It's been driving me crazy how people somehow forgot you can disagree with someone's opinions without being an asshole. Why do we condemn bigotry or cruelty when it's directed at our friends, but hurl it out ourselves when opportunity arises to bash someone we dislike? It just makes me so sad.
This isn't about a specific situation but it's a problem i've noticed over the years. I have been both a perpetrator and a victim of this (if I said otherwise, I'd be a liar. I've been on the internet since I was 10 and have been active in multiple fandoms), but I don't want to contribute whatsoever to that type of environment anymore. We have to talk the talk and walk the walk with this one, or we will continue to be miserable. If you dislike something or someone, either communicate if this person is supposed to matter to you or vice versa, or just block them, mute them, unfollow them. Whichever suits your comfort level for whatever the situation may be. If you hate something or someone but still proceed to follow them, check their profile, and grab screenshots or QRTs to make fun of them, whether with petty jabs or actual bigotry and cruelty, you are not only making other people into targets. You are sending yourself into a spiral that will only harm you in the long run.
I know how addicting social media can be. I know how the instant gratuitous relief can feel when you vent about something within an echo chamber. And I don't think the answer is just don't vent, don't misconstrue my words. I think the answer is does this make you happy? I don't think this type of habit makes anyone happy. I know sometimes people change, and I really hope people can and do.
I don't say this as an accusation or to be mean myself, I say this as someone who suffered on my own end, not only from taking the brunt of harassment but also from indulging it on occasion. I used to be horrible about this type of fixation on things I hated within fandom during my prime days in my earliest tumblr fandoms, and I nearly fell into this trap again over the past few years. My irl situation was entering a state of despair, and during those times, without anyone trustworthy that shared these spaces with me and that knew me well in return, fandom felt like the one place where I had a semblance of control. That doesn't excuse belittling people. It never does. A reason is not justification.

Given material:
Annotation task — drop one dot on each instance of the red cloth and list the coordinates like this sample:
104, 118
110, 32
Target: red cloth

Your objective: Return everything in the post about online cruelty from "I don't say" down to "is not justification.", word for word. The lines have no connection to the post about online cruelty.

Task response:
I don't say this as an accusation or to be mean myself, I say this as someone who suffered on my own end, not only from taking the brunt of harassment but also from indulging it on occasion. I used to be horrible about this type of fixation on things I hated within fandom during my prime days in my earliest tumblr fandoms, and I nearly fell into this trap again over the past few years. My irl situation was entering a state of despair, and during those times, without anyone trustworthy that shared these spaces with me and that knew me well in return, fandom felt like the one place where I had a semblance of control. That doesn't excuse belittling people. It never does. A reason is not justification.